Point localization data
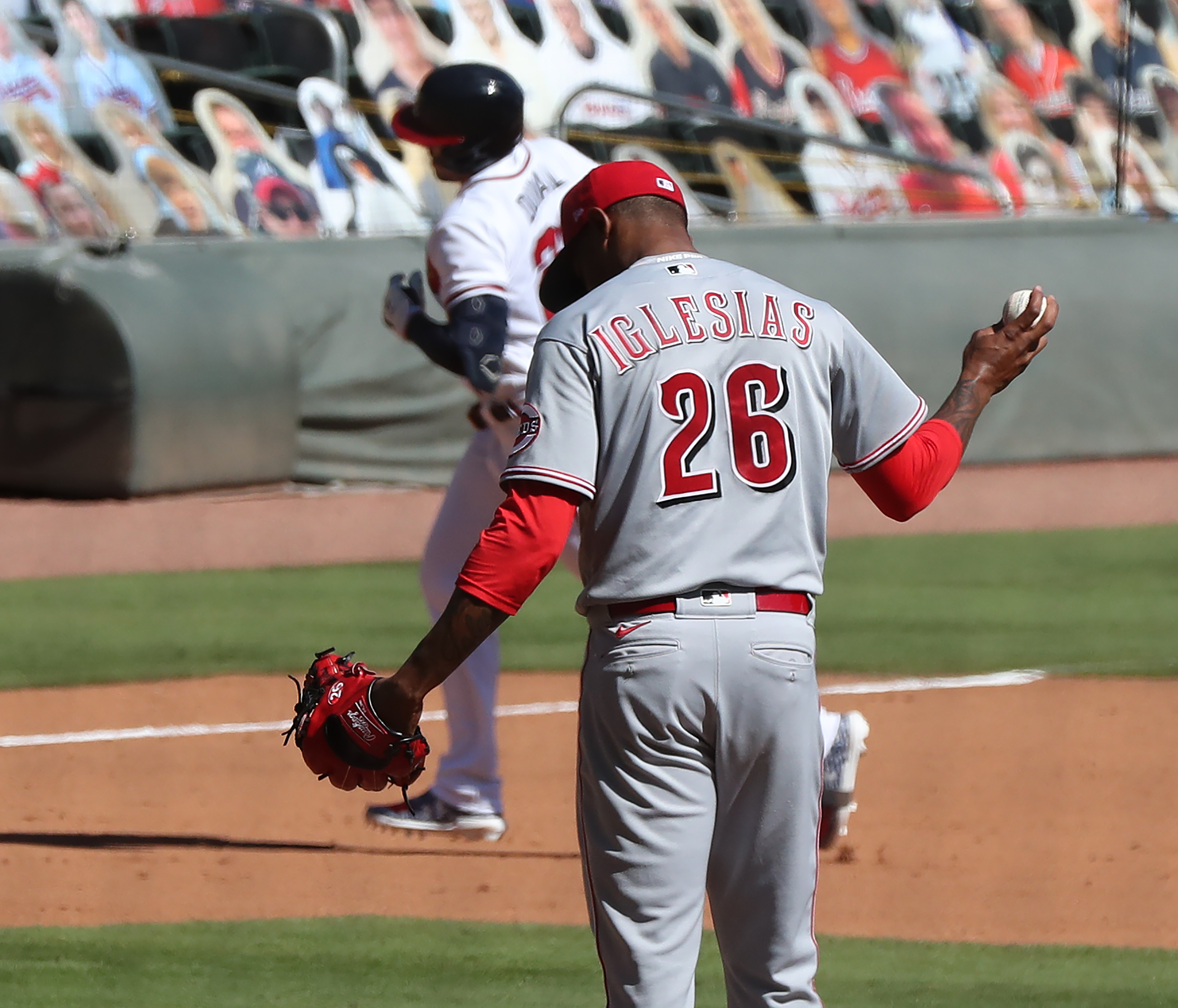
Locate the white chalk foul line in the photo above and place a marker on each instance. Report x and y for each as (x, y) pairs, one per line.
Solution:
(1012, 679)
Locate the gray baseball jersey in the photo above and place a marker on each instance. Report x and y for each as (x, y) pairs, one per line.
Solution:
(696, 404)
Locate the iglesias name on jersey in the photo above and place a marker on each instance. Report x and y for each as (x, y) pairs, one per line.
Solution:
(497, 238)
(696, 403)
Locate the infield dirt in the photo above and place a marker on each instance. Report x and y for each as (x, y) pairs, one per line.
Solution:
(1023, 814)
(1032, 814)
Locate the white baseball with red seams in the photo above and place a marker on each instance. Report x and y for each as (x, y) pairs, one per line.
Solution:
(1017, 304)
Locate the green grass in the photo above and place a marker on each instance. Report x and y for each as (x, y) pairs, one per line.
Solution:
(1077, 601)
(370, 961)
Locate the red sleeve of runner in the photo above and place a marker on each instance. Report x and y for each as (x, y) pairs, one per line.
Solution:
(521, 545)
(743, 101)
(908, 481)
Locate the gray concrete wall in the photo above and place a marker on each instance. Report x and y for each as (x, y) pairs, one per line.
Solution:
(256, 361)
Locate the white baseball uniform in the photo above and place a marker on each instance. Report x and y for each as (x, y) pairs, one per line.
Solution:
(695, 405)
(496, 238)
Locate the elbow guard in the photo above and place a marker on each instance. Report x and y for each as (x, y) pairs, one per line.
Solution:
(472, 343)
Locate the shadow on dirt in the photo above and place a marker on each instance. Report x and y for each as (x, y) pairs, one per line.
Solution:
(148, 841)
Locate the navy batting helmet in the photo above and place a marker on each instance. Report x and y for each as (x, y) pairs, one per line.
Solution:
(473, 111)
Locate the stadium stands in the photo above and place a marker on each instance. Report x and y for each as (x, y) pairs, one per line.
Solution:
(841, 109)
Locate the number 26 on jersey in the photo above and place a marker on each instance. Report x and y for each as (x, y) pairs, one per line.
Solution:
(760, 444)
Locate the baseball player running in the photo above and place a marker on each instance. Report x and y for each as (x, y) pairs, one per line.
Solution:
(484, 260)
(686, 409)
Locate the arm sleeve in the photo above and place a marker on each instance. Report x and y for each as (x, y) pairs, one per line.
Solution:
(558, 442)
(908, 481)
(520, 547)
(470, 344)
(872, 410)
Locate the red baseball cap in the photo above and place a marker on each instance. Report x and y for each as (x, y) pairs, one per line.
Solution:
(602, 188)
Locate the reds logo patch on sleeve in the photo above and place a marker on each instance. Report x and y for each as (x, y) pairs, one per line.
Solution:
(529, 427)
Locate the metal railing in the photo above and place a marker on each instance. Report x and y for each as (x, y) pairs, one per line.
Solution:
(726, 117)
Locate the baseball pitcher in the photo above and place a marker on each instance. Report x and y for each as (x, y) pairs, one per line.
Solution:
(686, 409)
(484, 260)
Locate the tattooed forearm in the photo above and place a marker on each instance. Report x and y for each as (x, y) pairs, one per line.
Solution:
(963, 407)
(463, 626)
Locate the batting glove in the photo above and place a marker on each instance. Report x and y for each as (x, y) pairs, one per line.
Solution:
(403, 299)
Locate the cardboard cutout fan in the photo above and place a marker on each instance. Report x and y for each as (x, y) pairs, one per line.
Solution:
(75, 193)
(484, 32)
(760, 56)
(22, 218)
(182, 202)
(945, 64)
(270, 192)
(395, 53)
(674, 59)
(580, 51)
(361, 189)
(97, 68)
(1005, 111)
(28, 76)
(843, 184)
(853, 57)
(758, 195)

→ Work required
Please retype the whole of the data precisely, omitting pictures.

→ Answer to this task
Locate the white chalk foul line in the photo above and place a marker on each instance. Report x and y for each as (x, y) pairs, one per line.
Solution:
(1012, 679)
Locate the gray baseball jersey in the photo above and place a marker on each instance. Report x and y for each as (x, y) pairs, one per line.
Solution:
(696, 404)
Locate the iglesias name on jersey in the photo above and place a marker on each instance. Report x and y for each as (x, y) pairs, one per line.
Solution:
(497, 238)
(696, 403)
Locate the infield dirt in the photo above and place a marker on each instance. Report x and y for each as (x, y) pairs, one per line.
Solution:
(1023, 814)
(1032, 814)
Locate the white baseball with red seams in the photo above and place a marker on each instance. Report x and y for each as (x, y) pairs, one per line.
Solution:
(1017, 304)
Locate the green grass in the photo above and place a marker on each instance. Report x and y for each as (x, y) pairs, one per line.
Solution:
(1077, 601)
(370, 961)
Locate the red sleeve of runner in the photo above and place a marker on each instance. Report x and y for each as (x, y) pairs, one per line.
Solution:
(521, 545)
(743, 101)
(908, 481)
Locate the gray concrete wall in the photo above and place a marker on each instance. Report x and y for each as (x, y) pairs, one per line.
Solution:
(256, 361)
Locate the white baseball uniform in the photo above and place a marker on each instance. Report x and y for each as (x, y) pairs, one per line.
Solution:
(695, 405)
(496, 238)
Locate the elbow guard in the photo above and place a marker on each instance. Report x and y for each as (x, y) pairs, one per line.
Solution:
(472, 343)
Locate the shadow on dirt in the photo above and place a marker on each instance. Report x and y for each as (x, y) pairs, one per line.
Solution:
(148, 841)
Locate the navy batting helmet in the photo above and place a marker on each instance. Report x and y for each as (x, y) pairs, one per line.
Solution:
(473, 111)
Locate the stadium stands in the photo above and place a marker on each instance. Report x and y for each as (x, y) pairs, one per line.
Solution:
(841, 109)
Locate the number 26 on jersey in the photo above and place a marker on each instance. Report x and y for each as (x, y) pairs, one per line.
Solution:
(760, 444)
Locate the baseball player running in the photo above and place a marker on each instance. Report x and y for each as (x, y) pairs, one per line.
Solution:
(484, 260)
(686, 409)
Locate the arm sleeve in the photo above and place a marker on each instance. Report x and y for each as (x, y) pairs, one per line.
Solution:
(558, 442)
(908, 481)
(520, 547)
(470, 344)
(872, 410)
Locate the red baseball cap in the photo above and place a marker on each instance. Report x and y for each as (x, y) pairs, one per line.
Solution:
(602, 188)
Locate the reds logo patch on sleeve in the photo above and place a marker on each instance. Report x and y for each as (x, y) pairs, one per line.
Solution:
(529, 427)
Locate the metal railing in the photo above and place a marker on each instance. Report x and y for each as (x, y) pairs, one per line.
Solution:
(726, 117)
Locate the baseball pitcher in the photo above and place a marker on each instance. Report x and y for each as (x, y) pairs, one per line.
Solution:
(686, 409)
(484, 260)
Locate the tattooed forearm in the photo above and place a marker on each instance. Report x and y for each as (x, y) pairs, one per line.
Solution:
(963, 407)
(463, 626)
Locate the batting glove in the photo above and place a marker on each instance. Report x and y for each as (x, y) pairs, one per line.
Solution:
(403, 299)
Locate the cardboard cutout fan in the photo above and place a marker on each instance. Report x and y for each as (x, y) pairs, one per line.
Solution:
(75, 193)
(484, 32)
(760, 56)
(22, 218)
(182, 202)
(945, 64)
(270, 192)
(395, 53)
(674, 59)
(580, 51)
(361, 189)
(97, 68)
(1005, 111)
(28, 76)
(843, 184)
(853, 57)
(758, 195)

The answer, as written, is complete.